■ Task description ■
Look below for the line containing "Each instance receives one keypoint. Mark the tree" and the line containing "Each instance receives one keypoint. Mark the sunflower stem"; repeat exactly those two lines and all lines between them, and nothing else.

■ Records for this exercise ■
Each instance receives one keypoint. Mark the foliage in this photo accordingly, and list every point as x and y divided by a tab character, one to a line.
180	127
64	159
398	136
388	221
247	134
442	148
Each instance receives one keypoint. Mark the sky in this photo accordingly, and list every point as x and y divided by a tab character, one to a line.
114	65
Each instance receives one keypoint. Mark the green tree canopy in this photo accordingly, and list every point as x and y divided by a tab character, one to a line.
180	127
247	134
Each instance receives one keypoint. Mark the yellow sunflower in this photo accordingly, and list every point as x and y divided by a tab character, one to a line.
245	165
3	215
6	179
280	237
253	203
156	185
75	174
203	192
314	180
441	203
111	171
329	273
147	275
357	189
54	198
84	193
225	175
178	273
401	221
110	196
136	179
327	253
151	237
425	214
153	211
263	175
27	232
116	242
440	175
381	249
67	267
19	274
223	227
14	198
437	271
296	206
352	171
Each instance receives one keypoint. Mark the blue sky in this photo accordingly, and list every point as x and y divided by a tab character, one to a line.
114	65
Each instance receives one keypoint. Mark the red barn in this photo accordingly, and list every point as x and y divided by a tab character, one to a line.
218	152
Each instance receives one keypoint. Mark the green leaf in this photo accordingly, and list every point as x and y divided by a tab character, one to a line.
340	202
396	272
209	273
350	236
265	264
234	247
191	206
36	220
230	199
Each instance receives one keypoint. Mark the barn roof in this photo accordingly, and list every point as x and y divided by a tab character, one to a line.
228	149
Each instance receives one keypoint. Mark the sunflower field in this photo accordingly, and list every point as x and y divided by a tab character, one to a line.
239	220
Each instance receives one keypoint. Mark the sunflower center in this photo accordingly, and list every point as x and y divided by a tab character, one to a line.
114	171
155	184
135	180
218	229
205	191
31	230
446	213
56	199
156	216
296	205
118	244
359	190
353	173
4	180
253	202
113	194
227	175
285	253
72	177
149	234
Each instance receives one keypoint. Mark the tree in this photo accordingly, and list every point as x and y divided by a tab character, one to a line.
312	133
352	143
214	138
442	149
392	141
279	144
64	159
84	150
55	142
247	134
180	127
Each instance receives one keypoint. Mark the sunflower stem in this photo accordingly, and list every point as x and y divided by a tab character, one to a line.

==

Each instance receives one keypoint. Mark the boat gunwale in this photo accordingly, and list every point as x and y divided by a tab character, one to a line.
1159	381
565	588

---

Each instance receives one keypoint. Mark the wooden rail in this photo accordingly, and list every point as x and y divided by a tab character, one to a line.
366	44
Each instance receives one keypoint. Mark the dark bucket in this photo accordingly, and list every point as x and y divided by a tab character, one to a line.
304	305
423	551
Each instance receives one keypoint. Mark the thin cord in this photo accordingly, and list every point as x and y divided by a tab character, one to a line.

■ Task response ■
Each instance receives one keypoint. Mark the tree in this photo accordingly, and list every point as x and y divided by a tab character, one to a line.
312	133
352	143
214	138
442	149
392	141
279	144
64	159
84	150
55	142
247	134
180	127
Each instance receives one keypoint. Mark the sunflower stem in this photo accordingly, and list every point as x and y divided by a tab character, one to a line.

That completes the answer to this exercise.